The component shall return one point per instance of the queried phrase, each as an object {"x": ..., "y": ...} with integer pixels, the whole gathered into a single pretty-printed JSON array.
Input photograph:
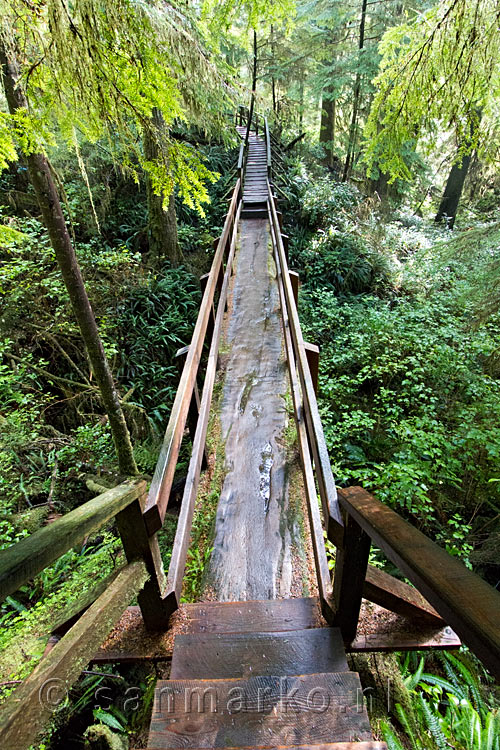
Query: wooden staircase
[
  {"x": 255, "y": 191},
  {"x": 243, "y": 687}
]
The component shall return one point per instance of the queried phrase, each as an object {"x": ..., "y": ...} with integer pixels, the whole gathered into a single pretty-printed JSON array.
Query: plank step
[
  {"x": 264, "y": 711},
  {"x": 250, "y": 213},
  {"x": 269, "y": 616},
  {"x": 222, "y": 655}
]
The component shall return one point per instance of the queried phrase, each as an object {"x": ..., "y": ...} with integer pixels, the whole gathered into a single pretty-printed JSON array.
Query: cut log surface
[
  {"x": 259, "y": 711},
  {"x": 237, "y": 655}
]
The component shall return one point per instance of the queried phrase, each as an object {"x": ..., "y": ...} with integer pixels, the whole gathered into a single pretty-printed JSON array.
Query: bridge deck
[{"x": 258, "y": 551}]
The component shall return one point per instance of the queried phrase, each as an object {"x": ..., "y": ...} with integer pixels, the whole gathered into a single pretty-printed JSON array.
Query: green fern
[{"x": 390, "y": 737}]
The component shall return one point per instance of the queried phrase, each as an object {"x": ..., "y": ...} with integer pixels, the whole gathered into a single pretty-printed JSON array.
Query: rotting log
[
  {"x": 31, "y": 555},
  {"x": 182, "y": 536},
  {"x": 27, "y": 709},
  {"x": 466, "y": 602},
  {"x": 397, "y": 596}
]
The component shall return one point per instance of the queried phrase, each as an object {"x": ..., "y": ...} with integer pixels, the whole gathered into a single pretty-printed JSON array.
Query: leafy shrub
[
  {"x": 343, "y": 262},
  {"x": 155, "y": 320}
]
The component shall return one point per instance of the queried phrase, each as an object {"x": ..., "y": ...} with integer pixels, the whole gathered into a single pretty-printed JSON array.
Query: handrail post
[{"x": 351, "y": 563}]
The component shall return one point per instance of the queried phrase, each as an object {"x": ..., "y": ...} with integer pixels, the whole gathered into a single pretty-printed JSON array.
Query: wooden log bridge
[{"x": 263, "y": 664}]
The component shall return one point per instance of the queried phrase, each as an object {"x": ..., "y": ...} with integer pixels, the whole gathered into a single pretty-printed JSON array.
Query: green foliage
[
  {"x": 435, "y": 70},
  {"x": 449, "y": 712}
]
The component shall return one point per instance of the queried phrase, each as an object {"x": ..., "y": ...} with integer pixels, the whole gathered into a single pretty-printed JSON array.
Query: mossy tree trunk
[
  {"x": 356, "y": 99},
  {"x": 162, "y": 223},
  {"x": 327, "y": 130},
  {"x": 451, "y": 197},
  {"x": 47, "y": 196}
]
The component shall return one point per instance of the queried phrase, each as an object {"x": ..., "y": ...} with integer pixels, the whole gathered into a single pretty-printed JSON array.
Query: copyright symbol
[{"x": 52, "y": 692}]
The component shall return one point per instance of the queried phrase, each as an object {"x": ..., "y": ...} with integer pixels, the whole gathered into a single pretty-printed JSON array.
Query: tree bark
[
  {"x": 162, "y": 224},
  {"x": 454, "y": 185},
  {"x": 48, "y": 199},
  {"x": 356, "y": 97}
]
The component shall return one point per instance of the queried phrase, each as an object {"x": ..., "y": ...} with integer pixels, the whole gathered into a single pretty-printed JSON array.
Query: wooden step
[
  {"x": 254, "y": 616},
  {"x": 303, "y": 710},
  {"x": 221, "y": 655}
]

**Assigned task**
Copy out the data verbatim, with no pictures.

**Answer for the task**
The component shall return one point per instance of the queried phrase, each as an object {"x": ..., "y": ...} with integer pixels, the whole gathered into a single pretty-printed JSON array.
Input photograph:
Query: wooden staircase
[
  {"x": 255, "y": 191},
  {"x": 243, "y": 687}
]
The component shall return one point per instance of the queried phrase, each as an object {"x": ..., "y": ...} with integer pixels, the whole gathered into a single pretty-printed JSON array.
Query: plank step
[
  {"x": 264, "y": 711},
  {"x": 250, "y": 213},
  {"x": 269, "y": 616},
  {"x": 222, "y": 655}
]
The component shall return one point per instance of the queried phrase, each as an object {"x": ..., "y": ...} with integer pixels, the whole gathered into a single pretty-printed JSON array.
Query: cut log surface
[
  {"x": 259, "y": 711},
  {"x": 237, "y": 655}
]
The component shall return one point per instance of the queried phrase, each as an object {"x": ..., "y": ...} with integer pixels, the whole gathered into a single pretty-printed JSON array.
Query: bridge deck
[{"x": 258, "y": 551}]
The component shall return one point per instance of the queried phrase, each as an object {"x": ..., "y": ...} with integer pixels, the whole gathered into a single pretty-printed JSON array.
Query: green fern
[{"x": 390, "y": 737}]
The component shall return one point per instance of the queried phrase, each as an object {"x": ..., "y": ...} with integer pixels, the whole gathered into a single pretty-printed JSON array.
Query: rotting log
[
  {"x": 31, "y": 555},
  {"x": 182, "y": 536},
  {"x": 27, "y": 709},
  {"x": 466, "y": 602},
  {"x": 397, "y": 596}
]
The component shall return one point per instance of the queried phrase, each as an object {"x": ..., "y": ...} with integer pixels, the whole gathered into a single pretty-printed JSON array.
Query: leafy shrub
[
  {"x": 343, "y": 262},
  {"x": 155, "y": 320}
]
The component shall return one point per instance of the queried phrase, each as an object {"x": ..., "y": ...} with integer pixels, the whole gathered into a single pretty-printed JSON array.
Query: handrail post
[{"x": 351, "y": 563}]
The component shall return one point per instance of the queried phrase, each as an object {"x": ..., "y": ...} with integer pixels, the whole gathered into a single pretty-printed JSON array.
Query: wooden log bridge
[{"x": 263, "y": 664}]
The component shall return one point per instance of the queried phrase, each as an object {"x": ..., "y": ...} with integer pixels, the whole gathered into a single pretty-printed JSON array.
Query: green foliage
[
  {"x": 435, "y": 70},
  {"x": 449, "y": 712}
]
The component shall return one point per instance of the queried phrase, each as an object {"x": ..., "y": ...} with integer pixels, the whole gathered into a single pretty-printed JSON array.
Query: mossy tree trunk
[
  {"x": 356, "y": 99},
  {"x": 162, "y": 223},
  {"x": 327, "y": 130},
  {"x": 451, "y": 197},
  {"x": 47, "y": 196}
]
The component shall return one point per instance of the queried phrase, each as an object {"x": ..., "y": ...} with integer pixels, the whole gathered into a single pretty-printed JSON array.
Query: copyright symbol
[{"x": 52, "y": 692}]
The component shall return one point per instance of the queried phrase, each as an object {"x": ..., "y": ...} with integer pixels, the whole gathered into a single pretty-printed JSON array.
Query: tree bark
[
  {"x": 162, "y": 224},
  {"x": 454, "y": 185},
  {"x": 48, "y": 199},
  {"x": 356, "y": 97}
]
The component shall return one point per instance of the queried phrase, each as an object {"x": ..., "y": ...} with integer pixels, the whole gathered into a single pretty-printed JSON array.
Query: wooden step
[
  {"x": 254, "y": 616},
  {"x": 303, "y": 710},
  {"x": 221, "y": 655}
]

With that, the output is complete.